__WHAT YOU WILL DO__
Repeat the records below word for word.

__DATA EXCERPTS__

+===+

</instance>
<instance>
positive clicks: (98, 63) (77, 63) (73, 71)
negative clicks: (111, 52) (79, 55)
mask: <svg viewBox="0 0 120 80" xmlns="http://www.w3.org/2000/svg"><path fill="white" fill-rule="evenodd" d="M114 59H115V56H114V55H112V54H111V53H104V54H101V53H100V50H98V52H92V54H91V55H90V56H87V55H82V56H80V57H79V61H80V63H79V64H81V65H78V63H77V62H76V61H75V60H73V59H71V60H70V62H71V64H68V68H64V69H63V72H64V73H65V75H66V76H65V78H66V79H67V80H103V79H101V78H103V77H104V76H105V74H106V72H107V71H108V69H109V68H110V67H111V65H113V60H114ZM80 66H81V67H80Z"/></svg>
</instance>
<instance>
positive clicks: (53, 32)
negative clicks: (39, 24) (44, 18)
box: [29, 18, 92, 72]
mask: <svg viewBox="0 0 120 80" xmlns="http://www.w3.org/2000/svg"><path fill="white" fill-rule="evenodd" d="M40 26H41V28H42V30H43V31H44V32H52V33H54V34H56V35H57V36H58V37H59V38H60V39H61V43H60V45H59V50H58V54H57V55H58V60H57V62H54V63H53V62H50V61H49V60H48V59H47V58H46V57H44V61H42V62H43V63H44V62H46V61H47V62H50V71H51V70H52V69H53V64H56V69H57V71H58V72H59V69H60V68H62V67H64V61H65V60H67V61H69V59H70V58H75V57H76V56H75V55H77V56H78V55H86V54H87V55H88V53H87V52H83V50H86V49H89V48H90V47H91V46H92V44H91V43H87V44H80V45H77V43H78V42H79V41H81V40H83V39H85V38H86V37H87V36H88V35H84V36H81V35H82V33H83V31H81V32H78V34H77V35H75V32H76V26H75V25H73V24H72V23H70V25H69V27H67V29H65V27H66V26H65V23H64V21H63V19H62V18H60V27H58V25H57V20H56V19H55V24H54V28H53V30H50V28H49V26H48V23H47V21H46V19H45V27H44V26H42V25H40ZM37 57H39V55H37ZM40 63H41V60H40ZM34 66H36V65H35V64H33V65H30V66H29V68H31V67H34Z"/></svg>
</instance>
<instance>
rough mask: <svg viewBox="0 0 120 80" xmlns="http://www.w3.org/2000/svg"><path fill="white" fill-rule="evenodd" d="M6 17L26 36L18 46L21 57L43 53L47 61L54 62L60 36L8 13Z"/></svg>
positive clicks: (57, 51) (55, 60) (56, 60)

+===+

__TASK SOLUTION__
</instance>
<instance>
positive clicks: (98, 63) (77, 63) (73, 71)
negative clicks: (111, 52) (79, 55)
mask: <svg viewBox="0 0 120 80" xmlns="http://www.w3.org/2000/svg"><path fill="white" fill-rule="evenodd" d="M114 59H115V56H114V55H112V54H111V53H104V54H101V53H100V50H98V52H92V54H91V55H90V56H87V55H82V56H80V57H79V61H80V63H79V64H81V65H78V63H77V62H76V61H75V60H73V59H71V60H70V62H71V64H68V68H64V69H63V72H64V73H65V75H66V76H65V78H66V79H67V80H103V79H101V78H103V77H104V76H105V74H106V72H107V71H108V69H109V68H110V67H111V65H113V60H114ZM80 66H81V67H80Z"/></svg>
</instance>
<instance>
positive clicks: (53, 32)
negative clicks: (39, 24) (44, 18)
box: [29, 18, 92, 72]
mask: <svg viewBox="0 0 120 80" xmlns="http://www.w3.org/2000/svg"><path fill="white" fill-rule="evenodd" d="M40 26H41V28H42V30H43V31H44V32H52V33H54V34H56V35H57V36H58V37H59V38H60V39H61V43H60V45H59V50H58V54H57V55H58V60H57V62H54V63H53V62H50V61H49V60H48V59H47V58H46V57H44V61H42V62H43V63H44V62H46V61H47V62H50V71H51V70H52V69H53V64H56V69H57V71H58V72H59V69H60V68H62V67H64V61H65V60H67V61H69V59H70V58H75V57H76V56H75V55H77V56H78V55H86V54H87V55H88V53H87V52H83V50H86V49H89V48H90V47H91V46H92V44H91V43H87V44H80V45H77V43H78V42H79V41H81V40H83V39H85V38H86V37H87V36H88V35H84V36H81V35H82V33H83V31H81V32H78V34H77V35H75V32H76V26H75V25H73V24H72V23H70V25H69V27H67V29H65V27H66V26H65V23H64V21H63V19H62V18H60V27H58V25H57V20H56V19H55V24H54V28H53V30H50V28H49V26H48V23H47V21H46V19H45V27H44V26H42V25H40ZM37 57H39V55H37ZM40 63H41V60H40ZM34 66H36V65H35V64H33V65H30V66H29V68H31V67H34Z"/></svg>
</instance>
<instance>
rough mask: <svg viewBox="0 0 120 80" xmlns="http://www.w3.org/2000/svg"><path fill="white" fill-rule="evenodd" d="M6 17L26 36L18 46L21 57L43 53L47 61L54 62L60 36L8 13Z"/></svg>
positive clicks: (57, 51) (55, 60) (56, 60)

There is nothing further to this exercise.